— Start of PASSAGE —

Uncle Wonderful is the thirteenth studio album by American singer-songwriter Janis Ian, and her first after departing from Columbia Records.

Recorded between 1981 and 1983 at a time when Janis was seeking a break from the music business after continual recording and touring between 1974 and 1981, according to Society’s Child: My Autobiography Janis cannot recall the details of making Uncle Wonderful, for she was focused upon the death of her grandmother and was consistently travelling from coast to coast. Uncle Wonderful would be rejected by Columbia – with whom Ian at the time had a contract for four more albums – and initially released only in New Zealand in 1985 and Australia in 1986. Uncle Wonderful would not receive a release in Europe until 1995 after Janis’ second comeback with Breaking Silence, and would in 2010 receive a further UK release by Edsel Records as part of a compilation with her two preceding albums Night Rains and Restless Eyes. Although she would return to performing in the United States in 1986, playing mostly her new material in a series of shows supported by the then-unknown Indigo Girls, Uncle Wonderful has never been released there.

— End of PASSAGE —
— Start of SUPPLIED DATA —

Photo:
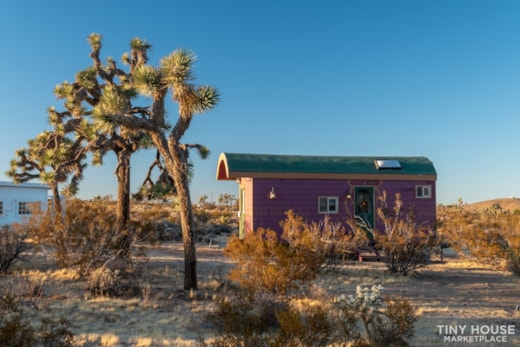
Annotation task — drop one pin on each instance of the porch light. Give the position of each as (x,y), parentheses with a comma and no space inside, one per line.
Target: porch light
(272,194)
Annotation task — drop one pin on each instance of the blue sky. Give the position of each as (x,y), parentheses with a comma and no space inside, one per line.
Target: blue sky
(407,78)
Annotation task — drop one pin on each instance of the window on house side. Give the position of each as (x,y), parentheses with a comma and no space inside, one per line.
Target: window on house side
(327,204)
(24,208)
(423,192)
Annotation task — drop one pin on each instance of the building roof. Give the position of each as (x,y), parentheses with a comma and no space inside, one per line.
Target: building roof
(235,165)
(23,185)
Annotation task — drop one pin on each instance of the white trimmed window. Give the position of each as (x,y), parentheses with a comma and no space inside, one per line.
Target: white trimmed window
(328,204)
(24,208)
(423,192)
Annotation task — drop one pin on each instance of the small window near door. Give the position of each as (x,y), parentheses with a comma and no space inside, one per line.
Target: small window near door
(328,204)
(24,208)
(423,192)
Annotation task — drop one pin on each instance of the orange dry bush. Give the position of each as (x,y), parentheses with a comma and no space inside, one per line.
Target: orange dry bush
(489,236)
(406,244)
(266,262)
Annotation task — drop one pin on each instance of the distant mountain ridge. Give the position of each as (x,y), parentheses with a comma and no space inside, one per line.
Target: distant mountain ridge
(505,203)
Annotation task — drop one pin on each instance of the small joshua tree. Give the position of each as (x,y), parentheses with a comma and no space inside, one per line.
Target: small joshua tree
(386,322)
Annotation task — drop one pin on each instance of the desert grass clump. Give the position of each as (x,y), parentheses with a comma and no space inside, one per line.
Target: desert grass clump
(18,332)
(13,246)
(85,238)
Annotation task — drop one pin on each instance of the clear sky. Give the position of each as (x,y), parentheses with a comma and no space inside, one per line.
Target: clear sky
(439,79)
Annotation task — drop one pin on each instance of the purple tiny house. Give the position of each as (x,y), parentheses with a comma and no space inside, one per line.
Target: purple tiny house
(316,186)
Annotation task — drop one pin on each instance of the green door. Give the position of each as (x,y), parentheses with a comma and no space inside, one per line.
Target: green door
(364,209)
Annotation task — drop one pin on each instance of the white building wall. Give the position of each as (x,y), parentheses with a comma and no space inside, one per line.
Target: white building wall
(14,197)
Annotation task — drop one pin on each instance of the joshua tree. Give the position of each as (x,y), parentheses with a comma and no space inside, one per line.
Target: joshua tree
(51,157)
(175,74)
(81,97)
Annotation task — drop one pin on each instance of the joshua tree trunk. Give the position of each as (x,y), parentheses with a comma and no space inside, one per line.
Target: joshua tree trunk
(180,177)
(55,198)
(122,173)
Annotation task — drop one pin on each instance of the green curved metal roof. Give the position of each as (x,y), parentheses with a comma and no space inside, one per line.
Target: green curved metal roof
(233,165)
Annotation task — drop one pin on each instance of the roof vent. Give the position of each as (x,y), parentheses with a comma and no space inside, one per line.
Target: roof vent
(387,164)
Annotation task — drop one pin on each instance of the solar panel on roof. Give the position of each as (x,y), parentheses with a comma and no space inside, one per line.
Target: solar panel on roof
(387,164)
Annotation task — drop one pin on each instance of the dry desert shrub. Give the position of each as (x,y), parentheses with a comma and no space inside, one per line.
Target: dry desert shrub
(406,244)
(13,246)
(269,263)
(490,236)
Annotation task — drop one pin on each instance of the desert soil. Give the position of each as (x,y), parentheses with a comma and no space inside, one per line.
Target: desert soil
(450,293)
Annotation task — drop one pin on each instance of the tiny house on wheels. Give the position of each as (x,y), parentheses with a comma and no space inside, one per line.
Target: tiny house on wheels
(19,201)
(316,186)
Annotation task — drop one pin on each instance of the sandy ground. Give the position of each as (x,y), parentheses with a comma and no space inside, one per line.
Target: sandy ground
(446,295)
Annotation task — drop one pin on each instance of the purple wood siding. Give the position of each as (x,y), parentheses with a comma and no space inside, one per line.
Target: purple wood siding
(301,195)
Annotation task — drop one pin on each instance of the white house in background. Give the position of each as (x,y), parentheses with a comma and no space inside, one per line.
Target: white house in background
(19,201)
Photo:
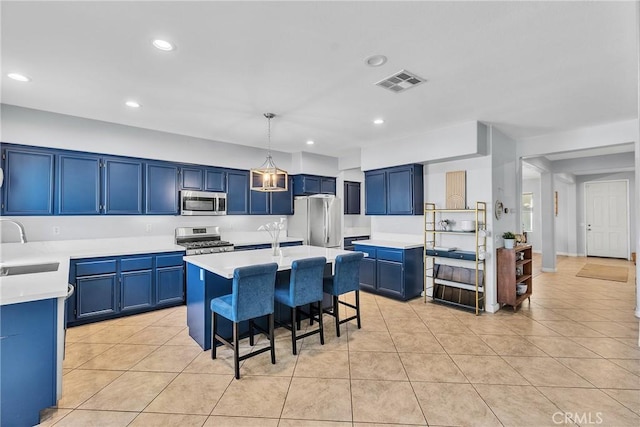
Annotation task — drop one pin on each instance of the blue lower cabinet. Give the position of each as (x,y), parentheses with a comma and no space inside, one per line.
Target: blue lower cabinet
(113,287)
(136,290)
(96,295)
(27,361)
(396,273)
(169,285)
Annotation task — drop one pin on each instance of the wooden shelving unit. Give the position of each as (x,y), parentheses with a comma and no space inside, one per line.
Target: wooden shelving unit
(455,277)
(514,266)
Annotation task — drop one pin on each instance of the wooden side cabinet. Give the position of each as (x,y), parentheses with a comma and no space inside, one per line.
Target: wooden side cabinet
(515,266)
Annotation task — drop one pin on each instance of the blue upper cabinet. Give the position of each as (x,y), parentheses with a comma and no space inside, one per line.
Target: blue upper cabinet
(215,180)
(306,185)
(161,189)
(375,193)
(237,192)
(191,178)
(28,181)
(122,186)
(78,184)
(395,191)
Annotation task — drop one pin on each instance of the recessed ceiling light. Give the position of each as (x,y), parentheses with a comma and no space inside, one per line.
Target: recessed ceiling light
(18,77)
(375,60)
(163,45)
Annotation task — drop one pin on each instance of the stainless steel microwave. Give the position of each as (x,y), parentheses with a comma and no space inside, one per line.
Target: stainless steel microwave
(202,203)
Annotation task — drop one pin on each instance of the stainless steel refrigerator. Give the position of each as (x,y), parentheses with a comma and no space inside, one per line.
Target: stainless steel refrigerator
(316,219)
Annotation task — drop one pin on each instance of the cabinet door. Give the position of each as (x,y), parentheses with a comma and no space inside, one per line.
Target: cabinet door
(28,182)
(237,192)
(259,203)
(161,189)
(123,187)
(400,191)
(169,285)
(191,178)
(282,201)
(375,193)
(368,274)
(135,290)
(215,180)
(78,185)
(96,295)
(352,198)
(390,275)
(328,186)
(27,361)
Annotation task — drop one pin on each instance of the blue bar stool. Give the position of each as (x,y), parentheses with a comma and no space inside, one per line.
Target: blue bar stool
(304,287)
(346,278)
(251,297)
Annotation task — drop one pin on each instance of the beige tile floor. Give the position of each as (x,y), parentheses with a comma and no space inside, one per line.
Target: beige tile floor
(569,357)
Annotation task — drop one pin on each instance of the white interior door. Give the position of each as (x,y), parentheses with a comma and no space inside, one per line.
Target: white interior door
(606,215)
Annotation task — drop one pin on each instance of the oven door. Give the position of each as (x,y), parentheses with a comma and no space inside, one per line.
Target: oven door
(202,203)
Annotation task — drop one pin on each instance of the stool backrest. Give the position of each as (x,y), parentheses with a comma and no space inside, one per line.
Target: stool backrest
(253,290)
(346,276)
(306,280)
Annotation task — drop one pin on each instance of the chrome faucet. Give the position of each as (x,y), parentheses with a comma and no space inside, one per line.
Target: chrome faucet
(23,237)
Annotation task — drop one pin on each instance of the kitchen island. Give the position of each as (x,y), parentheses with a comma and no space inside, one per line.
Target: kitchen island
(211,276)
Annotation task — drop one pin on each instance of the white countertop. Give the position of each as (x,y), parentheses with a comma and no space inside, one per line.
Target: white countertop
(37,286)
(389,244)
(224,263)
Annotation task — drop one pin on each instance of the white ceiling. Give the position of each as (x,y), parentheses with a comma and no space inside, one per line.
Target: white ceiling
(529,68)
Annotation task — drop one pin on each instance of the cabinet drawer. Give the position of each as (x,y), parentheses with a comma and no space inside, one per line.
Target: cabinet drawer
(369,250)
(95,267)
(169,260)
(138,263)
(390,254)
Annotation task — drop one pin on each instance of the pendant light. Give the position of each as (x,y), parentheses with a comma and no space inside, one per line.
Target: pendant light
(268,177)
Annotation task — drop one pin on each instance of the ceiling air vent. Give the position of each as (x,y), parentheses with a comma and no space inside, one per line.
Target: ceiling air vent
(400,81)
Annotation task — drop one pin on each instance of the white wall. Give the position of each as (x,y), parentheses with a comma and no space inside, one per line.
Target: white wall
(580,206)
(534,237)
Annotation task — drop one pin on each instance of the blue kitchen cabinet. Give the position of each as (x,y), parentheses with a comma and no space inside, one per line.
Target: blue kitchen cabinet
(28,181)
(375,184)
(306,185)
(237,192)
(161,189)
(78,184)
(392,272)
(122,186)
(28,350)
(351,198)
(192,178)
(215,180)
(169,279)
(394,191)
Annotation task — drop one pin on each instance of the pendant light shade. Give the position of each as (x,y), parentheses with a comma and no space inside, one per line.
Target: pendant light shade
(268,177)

— End of SUPPLIED DATA —

REQUIRED ACTIONS:
1) From the listing, pull out each line that contains the word "refrigerator", and copy those lines word for word.
2) Carry on the passage about the Uncle Wonderful album, starting right after its last sentence.
The listing and the passage about the Uncle Wonderful album don't come from the same place.

RESULTS BY TASK:
1)
Annotation task — drop one pin on each instance of the stainless steel refrigerator. Give the position of each as (x,y), parentheses with a comma and no space inside, one per line.
Target: stainless steel refrigerator

2)
Reviews
The only review of Uncle Wonderful to be published at the time of its issue was by Green Guide journalist Paul Speelman, who did not grade the record but noticed its extremely dark subject matter, with songs about such issues as rape, incest, sexual greed, and the bringing-up of children.

More contemporary reviews have been critical of the extremely dated sound but have noticed how Uncle Wonderful’s lyrics foreshadow the topic matter Janis Ian would pursue on her 1990s and 2000s music.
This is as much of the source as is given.